Copy out, word for word, the stretch of the WebLogic glossary from "Domain pair: A" through "can be unique.".

> SELECTION
********************

Active-passive: An active-passive solution involves setting up and pairing a standby site at a geographically different location with an active (production) site. The standby site may have equal or fewer services and resources compared to the production site. Application data, metadata, configuration data, and security data are replicated periodically to the standby site. The standby site is normally in a passive mode; it is started when the production site is not available. This model is usually adopted when the two sites are connected over a WAN, and network latency does not allow clustering across the two sites.
Domain pair: A domain pair consists of an active and a passive domain. In an active-active application infrastructure tier with WebLogic domain pairs, the infrastructure tier spans two sites and each site contains a primary active domain and a secondary passive domain. The primary domains at each site are independent domains and do not have to be configured with a symmetric topology, however the domain pair must be symmetrical. For example, if Domain A is the primary (active) domain on Site 1 and Domain B is the primary (active) domain on Site 2, then there must be a Domain B as the secondary (passive) domain on Site 1, and there must be a Domain A as the secondary (passive) domain on Site 2. That is, the pair of domains at each site must be symmetrical, even though the domains themselves can be unique.
WebLogic Server cluster: A Weblogic Server cluster is a collection of WebLogic Server server instances running simultaneously and working together to provide increased scalability and reliability. In a cluster, most resources and services are deployed identically to each Managed Server, enabling failover and load balancing.

********************

> DATA PROVIDED

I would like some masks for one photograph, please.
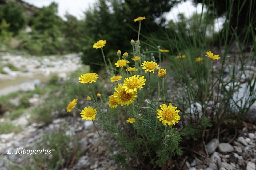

********************

> FINISHED ANSWER
Domain pair: A domain pair consists of an active and a passive domain. In an active-active application infrastructure tier with WebLogic domain pairs, the infrastructure tier spans two sites and each site contains a primary active domain and a secondary passive domain. The primary domains at each site are independent domains and do not have to be configured with a symmetric topology, however the domain pair must be symmetrical. For example, if Domain A is the primary (active) domain on Site 1 and Domain B is the primary (active) domain on Site 2, then there must be a Domain B as the secondary (passive) domain on Site 1, and there must be a Domain A as the secondary (passive) domain on Site 2. That is, the pair of domains at each site must be symmetrical, even though the domains themselves can be unique.